* _Kutipan_
Abu Syauqi, dari Jualan Kambing Kini Melejit Dengan Rumah Zakat

"Menjadi sukses adalah hak setiap orang, baik yang berasal dari keluarga kaya maupun miskin," kata Pendiri Rumah Zakat Abu Syauqi.

oleh Septian Deny diperbarui 10 Jun 2014, 14:10 WIB
Rumah zakat dan abu syauqi

Liputan6.com, Jakarta - Hidup sebagai orang yang serba kecukupan kadang membuat seseorang lupa akan orang lain yang hidupnya kekurangan. Namun, hal ini tidak dilakukan Abu Syauqi, pendiri dari salah satu lembaga sosial di Indonesia yaitu Rumah Zakat.

Dalam sebuah kesempatan, pria asal Bandung ini bercerita awal mula dirinya membangun Rumah Zakat bersama teman-temannya dengan sumbangan dana yang terbatas. Keinginannya untuk mendirikan sebuah lembaga sosial yang bermanfaat bagi masyarakat banyak berasal saat krisis ekonomi yang melanda Indonesia pada periode 1998-1999.

* _Baris dataset tentang letak objek_

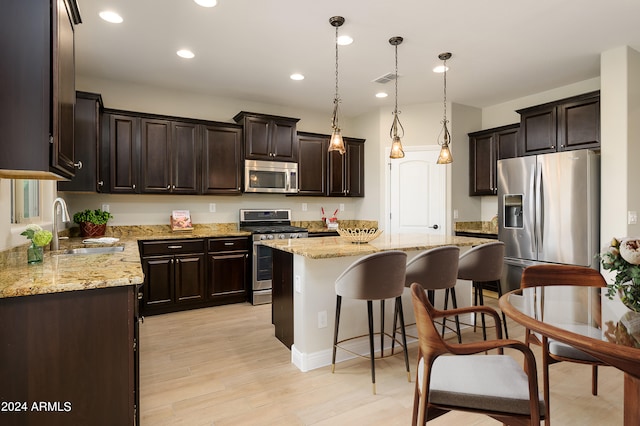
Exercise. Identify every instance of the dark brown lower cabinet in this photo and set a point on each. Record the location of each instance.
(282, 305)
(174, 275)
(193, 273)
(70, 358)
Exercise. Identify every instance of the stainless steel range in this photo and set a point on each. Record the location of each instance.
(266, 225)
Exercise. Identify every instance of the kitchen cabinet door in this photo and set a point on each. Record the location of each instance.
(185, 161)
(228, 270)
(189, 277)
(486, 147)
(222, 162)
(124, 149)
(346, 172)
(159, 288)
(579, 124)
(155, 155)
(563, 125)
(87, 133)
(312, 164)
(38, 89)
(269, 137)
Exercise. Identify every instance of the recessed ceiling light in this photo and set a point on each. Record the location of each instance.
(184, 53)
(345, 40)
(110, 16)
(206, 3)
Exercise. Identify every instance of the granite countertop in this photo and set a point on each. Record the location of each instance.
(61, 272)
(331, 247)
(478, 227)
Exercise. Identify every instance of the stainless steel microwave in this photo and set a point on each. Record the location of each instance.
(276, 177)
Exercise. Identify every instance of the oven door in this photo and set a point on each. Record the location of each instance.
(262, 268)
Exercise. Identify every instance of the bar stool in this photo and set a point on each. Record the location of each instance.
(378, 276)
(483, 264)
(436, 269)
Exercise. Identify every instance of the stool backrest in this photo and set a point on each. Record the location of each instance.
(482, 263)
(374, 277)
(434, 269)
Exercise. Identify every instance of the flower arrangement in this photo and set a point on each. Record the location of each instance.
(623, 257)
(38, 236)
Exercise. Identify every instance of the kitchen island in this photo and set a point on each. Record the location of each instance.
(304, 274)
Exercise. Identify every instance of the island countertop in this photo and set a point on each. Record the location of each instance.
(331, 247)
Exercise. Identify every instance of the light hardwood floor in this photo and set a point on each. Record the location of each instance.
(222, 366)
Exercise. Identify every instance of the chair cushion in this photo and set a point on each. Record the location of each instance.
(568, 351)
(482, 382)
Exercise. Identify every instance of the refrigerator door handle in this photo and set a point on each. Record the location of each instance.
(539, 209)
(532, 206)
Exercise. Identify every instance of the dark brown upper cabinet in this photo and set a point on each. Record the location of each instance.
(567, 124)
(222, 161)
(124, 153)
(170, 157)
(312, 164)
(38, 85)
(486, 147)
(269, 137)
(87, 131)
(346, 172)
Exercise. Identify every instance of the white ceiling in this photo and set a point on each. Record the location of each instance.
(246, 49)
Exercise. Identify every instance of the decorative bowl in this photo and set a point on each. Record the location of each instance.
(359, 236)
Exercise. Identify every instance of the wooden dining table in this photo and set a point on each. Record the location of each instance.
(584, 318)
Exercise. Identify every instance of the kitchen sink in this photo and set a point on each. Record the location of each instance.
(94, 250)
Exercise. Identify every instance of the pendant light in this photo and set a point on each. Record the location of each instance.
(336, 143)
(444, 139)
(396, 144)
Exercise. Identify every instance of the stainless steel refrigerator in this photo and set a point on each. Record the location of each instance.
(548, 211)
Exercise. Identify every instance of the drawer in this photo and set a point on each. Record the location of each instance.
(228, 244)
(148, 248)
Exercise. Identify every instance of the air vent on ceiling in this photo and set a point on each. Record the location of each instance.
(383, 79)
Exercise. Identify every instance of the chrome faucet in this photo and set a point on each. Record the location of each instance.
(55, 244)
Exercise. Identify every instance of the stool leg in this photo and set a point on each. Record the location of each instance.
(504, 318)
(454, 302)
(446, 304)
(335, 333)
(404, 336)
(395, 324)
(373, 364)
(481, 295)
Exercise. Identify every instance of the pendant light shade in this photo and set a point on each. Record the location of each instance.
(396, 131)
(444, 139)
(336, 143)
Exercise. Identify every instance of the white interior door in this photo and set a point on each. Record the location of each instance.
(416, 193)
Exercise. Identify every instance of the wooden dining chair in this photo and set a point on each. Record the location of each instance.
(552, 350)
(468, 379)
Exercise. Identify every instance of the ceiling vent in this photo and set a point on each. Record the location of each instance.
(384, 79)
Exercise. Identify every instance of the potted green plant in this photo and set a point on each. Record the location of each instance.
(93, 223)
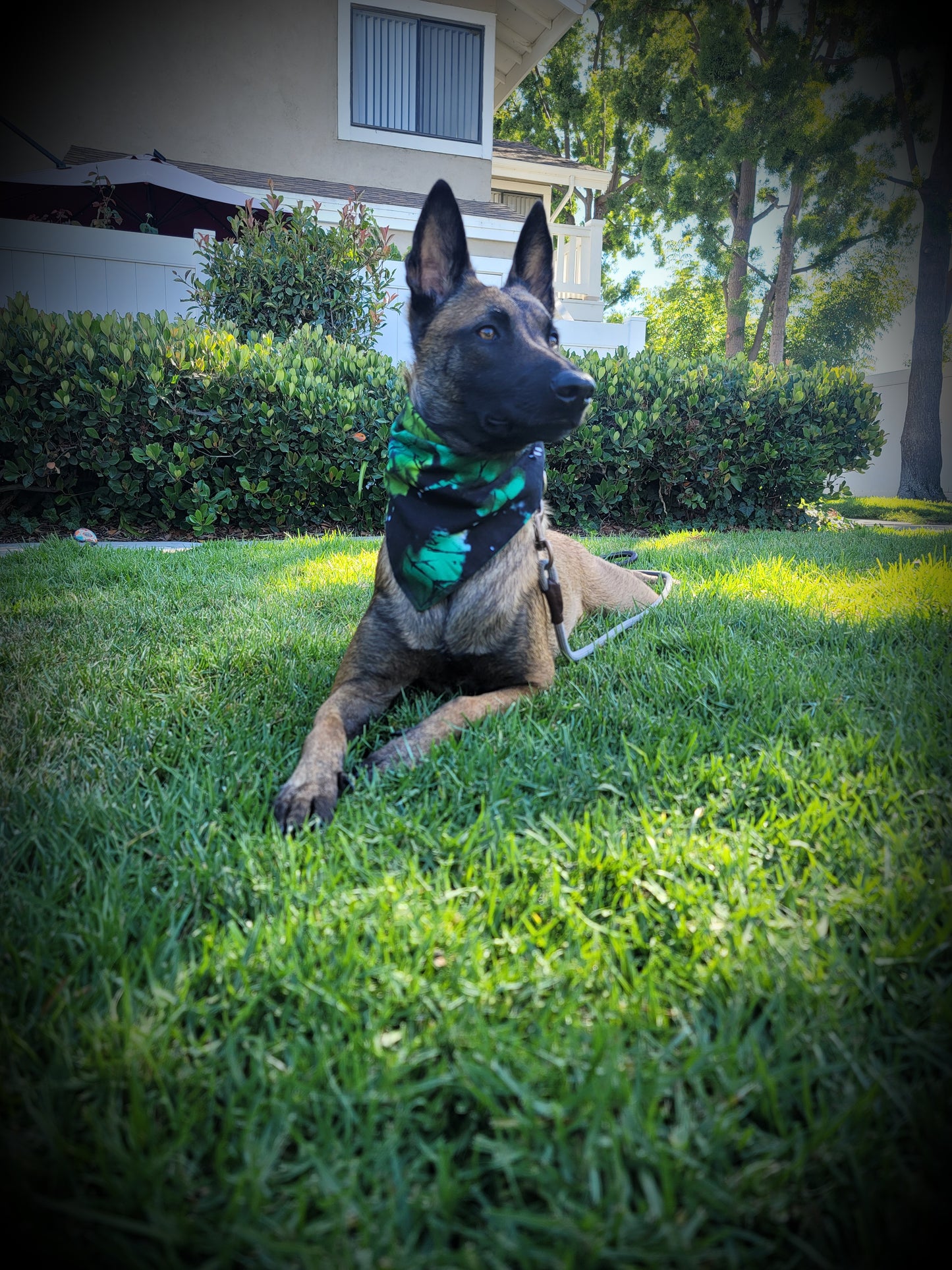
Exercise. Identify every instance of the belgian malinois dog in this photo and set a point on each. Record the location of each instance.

* _Tugas Singkat_
Ketik ulang bagian artikel tentang Abu Syauqi mulai dari "oleh Septian Deny" sampai dengan "pada periode 1998-1999." tanpa mengubah satu kata pun. Item di atas tidak diperlukan.

* _Hasil Latihan_
oleh Septian Deny diperbarui 10 Jun 2014, 14:10 WIB
Rumah zakat dan abu syauqi

Liputan6.com, Jakarta - Hidup sebagai orang yang serba kecukupan kadang membuat seseorang lupa akan orang lain yang hidupnya kekurangan. Namun, hal ini tidak dilakukan Abu Syauqi, pendiri dari salah satu lembaga sosial di Indonesia yaitu Rumah Zakat.

Dalam sebuah kesempatan, pria asal Bandung ini bercerita awal mula dirinya membangun Rumah Zakat bersama teman-temannya dengan sumbangan dana yang terbatas. Keinginannya untuk mendirikan sebuah lembaga sosial yang bermanfaat bagi masyarakat banyak berasal saat krisis ekonomi yang melanda Indonesia pada periode 1998-1999.